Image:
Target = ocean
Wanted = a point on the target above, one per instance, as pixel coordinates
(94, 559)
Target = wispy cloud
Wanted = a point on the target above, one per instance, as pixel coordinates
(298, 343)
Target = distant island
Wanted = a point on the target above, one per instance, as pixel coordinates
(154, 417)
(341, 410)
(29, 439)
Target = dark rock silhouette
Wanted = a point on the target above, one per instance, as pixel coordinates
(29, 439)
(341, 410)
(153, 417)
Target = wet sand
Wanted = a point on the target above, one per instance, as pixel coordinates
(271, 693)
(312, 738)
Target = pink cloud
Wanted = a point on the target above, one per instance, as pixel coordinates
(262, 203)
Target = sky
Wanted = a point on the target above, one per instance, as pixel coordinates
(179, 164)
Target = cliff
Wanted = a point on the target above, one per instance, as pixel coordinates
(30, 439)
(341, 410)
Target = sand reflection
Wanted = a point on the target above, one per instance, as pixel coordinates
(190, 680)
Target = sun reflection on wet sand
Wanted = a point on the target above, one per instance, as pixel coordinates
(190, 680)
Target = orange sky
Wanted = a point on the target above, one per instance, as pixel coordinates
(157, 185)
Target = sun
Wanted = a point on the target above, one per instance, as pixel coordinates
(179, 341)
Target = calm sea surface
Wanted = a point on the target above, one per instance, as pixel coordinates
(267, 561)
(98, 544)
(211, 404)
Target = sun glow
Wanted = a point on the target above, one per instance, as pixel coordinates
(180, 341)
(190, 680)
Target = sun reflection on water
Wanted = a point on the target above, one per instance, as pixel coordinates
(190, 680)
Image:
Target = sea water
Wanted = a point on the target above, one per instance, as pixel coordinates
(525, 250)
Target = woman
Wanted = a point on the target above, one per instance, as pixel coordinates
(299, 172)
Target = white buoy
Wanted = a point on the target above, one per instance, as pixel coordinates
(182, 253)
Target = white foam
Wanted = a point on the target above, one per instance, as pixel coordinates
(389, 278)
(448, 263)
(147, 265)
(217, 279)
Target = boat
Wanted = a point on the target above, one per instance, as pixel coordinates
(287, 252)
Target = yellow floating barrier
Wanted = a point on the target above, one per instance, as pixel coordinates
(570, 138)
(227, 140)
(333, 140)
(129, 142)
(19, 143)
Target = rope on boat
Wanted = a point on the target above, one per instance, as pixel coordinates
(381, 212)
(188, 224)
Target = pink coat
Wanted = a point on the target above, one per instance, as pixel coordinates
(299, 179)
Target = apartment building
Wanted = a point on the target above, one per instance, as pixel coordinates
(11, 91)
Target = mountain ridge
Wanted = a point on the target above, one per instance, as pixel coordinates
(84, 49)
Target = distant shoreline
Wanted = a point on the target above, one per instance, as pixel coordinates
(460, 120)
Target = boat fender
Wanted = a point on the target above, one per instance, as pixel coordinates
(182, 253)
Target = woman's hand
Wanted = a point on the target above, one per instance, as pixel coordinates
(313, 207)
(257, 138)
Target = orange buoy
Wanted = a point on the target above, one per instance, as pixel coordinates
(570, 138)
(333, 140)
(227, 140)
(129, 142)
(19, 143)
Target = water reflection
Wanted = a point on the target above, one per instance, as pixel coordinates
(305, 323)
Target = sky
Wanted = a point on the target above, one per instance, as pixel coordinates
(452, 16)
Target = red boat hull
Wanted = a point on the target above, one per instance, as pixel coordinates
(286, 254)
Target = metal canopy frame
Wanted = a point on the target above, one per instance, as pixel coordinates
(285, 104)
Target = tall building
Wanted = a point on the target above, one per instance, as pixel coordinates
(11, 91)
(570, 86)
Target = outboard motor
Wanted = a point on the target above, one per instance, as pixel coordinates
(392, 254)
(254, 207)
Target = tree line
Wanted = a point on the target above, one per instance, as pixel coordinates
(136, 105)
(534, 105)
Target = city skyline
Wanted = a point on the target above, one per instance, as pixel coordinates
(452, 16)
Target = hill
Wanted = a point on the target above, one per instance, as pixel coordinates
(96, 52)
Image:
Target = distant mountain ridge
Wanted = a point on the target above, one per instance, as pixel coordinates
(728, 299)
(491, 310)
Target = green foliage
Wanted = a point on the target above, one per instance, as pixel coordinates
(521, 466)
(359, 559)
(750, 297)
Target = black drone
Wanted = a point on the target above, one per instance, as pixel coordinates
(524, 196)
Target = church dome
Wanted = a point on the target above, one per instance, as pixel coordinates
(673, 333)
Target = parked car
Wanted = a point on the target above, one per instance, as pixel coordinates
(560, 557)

════════════════════

**EXERCISE DESCRIPTION:** Give the records above again, word for word.

**RESULT:**
Image:
Target = ocean
Wanted = a point on the target above, one per instance, as pixel coordinates
(94, 559)
Target = wispy cloud
Wanted = a point on the target above, one per instance, as pixel coordinates
(298, 343)
Target = distant island
Wanted = a point on the target above, one per instance, as pixel coordinates
(154, 417)
(341, 410)
(29, 439)
Target = dark rock silhouette
Wanted = a point on the target above, one per instance, as pixel coordinates
(29, 439)
(341, 410)
(153, 417)
Target = wet sand
Wanted = a point on the target above, one per instance, as pixel coordinates
(271, 693)
(312, 738)
Target = pink cloud
Wanted = a point on the target above, one per instance, as pixel coordinates
(262, 203)
Target = sky
Wanted = a point on the target above, one per instance, as pixel coordinates
(179, 164)
Target = cliff
Wanted = a point on the target above, one per instance, as pixel coordinates
(30, 439)
(341, 410)
Target = sand reflection
Wanted = a point on the target above, one per instance, as pixel coordinates
(190, 680)
Target = sun reflection on wet sand
Wanted = a point on the target above, one per instance, as pixel coordinates
(190, 680)
Target = orange sky
Wanted = a point on the target above, one per instance, as pixel coordinates
(157, 185)
Target = sun
Wanted = a point on the target above, one per instance, as pixel coordinates
(179, 341)
Target = calm sea surface
Wanted = a point on the target above, one per instance, as pixel coordinates
(267, 561)
(98, 544)
(211, 404)
Target = sun glow
Wanted = a point on the target above, one per instance, as pixel coordinates
(180, 341)
(190, 680)
Target = sun reflection on water
Wanted = a point on the target above, one per instance, as pixel coordinates
(190, 680)
Image:
Target = sea water
Wanted = a point on the target above, one per instance, as pixel coordinates
(525, 250)
Target = woman
Wanted = a point on the target above, one per instance, as pixel coordinates
(299, 172)
Target = white buoy
Wanted = a point on the target above, one per instance, as pixel coordinates
(182, 253)
Target = white foam
Wanted = a point on the target above, one per instance, as pixel coordinates
(389, 278)
(448, 263)
(147, 265)
(217, 279)
Target = boat
Wanted = a point on the target above, one per instance, as pixel coordinates
(287, 252)
Target = yellow floating barrier
Wanted = a point on the target above, one per instance, as pixel coordinates
(570, 138)
(227, 140)
(333, 140)
(129, 142)
(19, 143)
Target = rope on boat
Wanted = a point on the target above, one per instance, as pixel coordinates
(381, 212)
(188, 224)
Target = pink coat
Wanted = a point on the target above, one per instance, as pixel coordinates
(299, 179)
Target = apartment building
Wanted = a point on the target above, one per instance, as pixel coordinates
(11, 91)
Target = mountain ridge
Wanted = a point on the target above, one per instance, as pixel coordinates
(84, 49)
Target = distant shoreline
Wanted = a point on the target above, one per instance, as pixel coordinates
(460, 120)
Target = boat fender
Wanted = a point on the target above, one per instance, as pixel coordinates
(182, 253)
Target = woman's hand
Wanted = a point on the target above, one per instance, as pixel coordinates
(313, 207)
(257, 138)
Target = orange buoy
Wanted = a point on the target above, one per instance, as pixel coordinates
(570, 138)
(333, 140)
(227, 140)
(129, 142)
(19, 143)
Target = water reflection
Wanted = a point on the target above, one per instance, as pixel coordinates
(305, 323)
Target = sky
Wanted = a point on the target above, one per instance, as pixel coordinates
(452, 16)
Target = red boat hull
Wanted = a point on the target above, one per instance, as pixel coordinates
(286, 254)
Target = metal canopy frame
Wanted = a point on the target above, one per instance, as pixel coordinates
(285, 104)
Target = tall building
Wanted = a point on the target above, one per instance, as pixel coordinates
(11, 91)
(570, 86)
Target = outboard motor
Wanted = a point on the target above, one per instance, as pixel coordinates
(392, 254)
(254, 207)
Target = tree line
Wanted = a point on the target above, one per instance, as pixel coordinates
(136, 105)
(534, 105)
Target = city skyline
Wanted = a point on the target above, one per instance, as pixel coordinates
(452, 16)
Target = hill
Wanted = a point on the target above, one per instance, as pixel coordinates
(96, 52)
Image:
Target = distant mountain ridge
Wanted = a point on the target above, one per instance, as pixel coordinates
(728, 299)
(491, 310)
Target = green foliage
Wanted = a point on the target above, one per instance, as pixel coordinates
(521, 466)
(359, 559)
(750, 297)
Target = black drone
Wanted = a point on the target above, one per instance, as pixel coordinates
(524, 196)
Target = church dome
Wanted = a point on the target above, one per instance, as pixel coordinates
(673, 333)
Target = parked car
Wanted = a point on the target above, one per instance, as pixel coordinates
(560, 557)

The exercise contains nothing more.